• [Passage]:
“I think pin ups are kind of badass,” laughs director Kathleen Ryan. “They’re tough, savvy and fully aware of what their image can do. Marilyn Monroe – she knew what she was doing in those pictures.”
Pin Up! The Movie, directed by Colorado based film maker Kathleen Ryan, is a new documentary exploring the past and present world of the pin up.
The film looks back on the history of the genre – its art, its personalities, its role in WWII, and its place in society then and now. Pin Up! The Movie also explores the way in which the form has evolved into the 21st century by way of two interrelated stories. In one, four women in Denver compete for the title of Miss 1940s White Christmas Ball. In the second, established pin up photographer Mitzi Valenzuela hunts down a new model for a magazine photo shoot.
Pin Up! The Movie is fast, flirtatious, smart and seductive. In short, it’s a pin up explosion!
But first of all, what exactly is a pin up? Why all the hoo-ha? Who gives a hoot about suggestion and hilarity when we live in an era of adult movies and 24 hour profanity?
“To me, a pin-up is brave, confident, driven, loyal to her craft and takes pride in all things she does,” says Colorado based burlesque performer Ginger Rose, one of the many colourful stars of Pin Up! The Movie. “A pin-up encourages women to remember that they are beautiful and feminine, no matter what they feel, no matter your shape or size. She is a timeless symbol of femininity and beauty. ”
It’s easy to look at pin ups – the faces, the poses, the naughtiness and merriment and dismiss the genre as something lightweight, flippant and fun. But dig a little deeper and you’ll discover that pin ups fought WWII and won, kept freedom flying before the sixties came along, and importantly, pin ups represented an era when women were allowed a form of personal liberation previously unavailable to them.

• [Set of tasks]:
(a) From the passage about the pin-up documentary, output everything from "Pin Up! The Movie, directed" down to "pin up explosion!" without changing a word.
(b) In the passage about the pin-up documentary, what title do the four women in Denver compete for?

• [Extracted data]:
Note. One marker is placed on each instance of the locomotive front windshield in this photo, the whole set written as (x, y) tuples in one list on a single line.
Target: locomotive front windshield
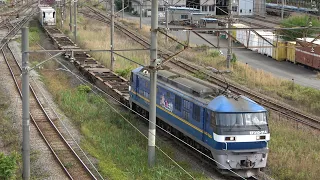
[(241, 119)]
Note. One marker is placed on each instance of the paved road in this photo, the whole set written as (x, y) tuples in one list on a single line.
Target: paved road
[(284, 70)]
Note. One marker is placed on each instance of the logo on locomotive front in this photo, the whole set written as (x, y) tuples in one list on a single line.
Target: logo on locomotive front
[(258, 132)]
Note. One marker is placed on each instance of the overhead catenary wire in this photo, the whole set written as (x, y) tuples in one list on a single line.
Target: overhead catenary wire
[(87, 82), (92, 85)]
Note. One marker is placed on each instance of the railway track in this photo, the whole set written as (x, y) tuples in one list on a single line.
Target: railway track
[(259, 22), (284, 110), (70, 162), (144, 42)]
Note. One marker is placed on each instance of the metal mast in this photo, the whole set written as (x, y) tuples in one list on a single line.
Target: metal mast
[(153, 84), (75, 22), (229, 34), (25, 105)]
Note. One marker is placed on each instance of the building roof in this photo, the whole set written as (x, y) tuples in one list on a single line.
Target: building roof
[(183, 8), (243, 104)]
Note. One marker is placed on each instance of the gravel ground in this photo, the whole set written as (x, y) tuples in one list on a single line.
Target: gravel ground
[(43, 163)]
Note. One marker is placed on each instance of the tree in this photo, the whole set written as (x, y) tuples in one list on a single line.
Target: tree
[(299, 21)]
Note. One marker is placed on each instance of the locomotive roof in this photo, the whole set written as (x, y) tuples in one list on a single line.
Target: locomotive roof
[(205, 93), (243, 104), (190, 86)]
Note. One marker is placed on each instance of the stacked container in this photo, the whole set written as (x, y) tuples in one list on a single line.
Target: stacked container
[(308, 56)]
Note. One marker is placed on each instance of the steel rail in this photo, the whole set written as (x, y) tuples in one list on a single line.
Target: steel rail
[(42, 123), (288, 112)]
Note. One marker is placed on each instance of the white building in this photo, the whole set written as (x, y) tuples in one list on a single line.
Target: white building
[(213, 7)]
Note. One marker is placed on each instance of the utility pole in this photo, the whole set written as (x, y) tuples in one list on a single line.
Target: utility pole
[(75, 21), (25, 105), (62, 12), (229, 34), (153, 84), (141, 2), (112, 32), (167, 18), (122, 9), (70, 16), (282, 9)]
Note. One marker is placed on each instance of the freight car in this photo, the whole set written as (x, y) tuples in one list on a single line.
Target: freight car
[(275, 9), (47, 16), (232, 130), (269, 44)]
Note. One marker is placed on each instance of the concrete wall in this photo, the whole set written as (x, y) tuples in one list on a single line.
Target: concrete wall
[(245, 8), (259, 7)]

• [Responses to the exercise]:
(a)
Pin Up! The Movie, directed by Colorado based film maker Kathleen Ryan, is a new documentary exploring the past and present world of the pin up.
The film looks back on the history of the genre – its art, its personalities, its role in WWII, and its place in society then and now. Pin Up! The Movie also explores the way in which the form has evolved into the 21st century by way of two interrelated stories. In one, four women in Denver compete for the title of Miss 1940s White Christmas Ball. In the second, established pin up photographer Mitzi Valenzuela hunts down a new model for a magazine photo shoot.
Pin Up! The Movie is fast, flirtatious, smart and seductive. In short, it’s a pin up explosion!

(b) Miss 1940s White Christmas Ball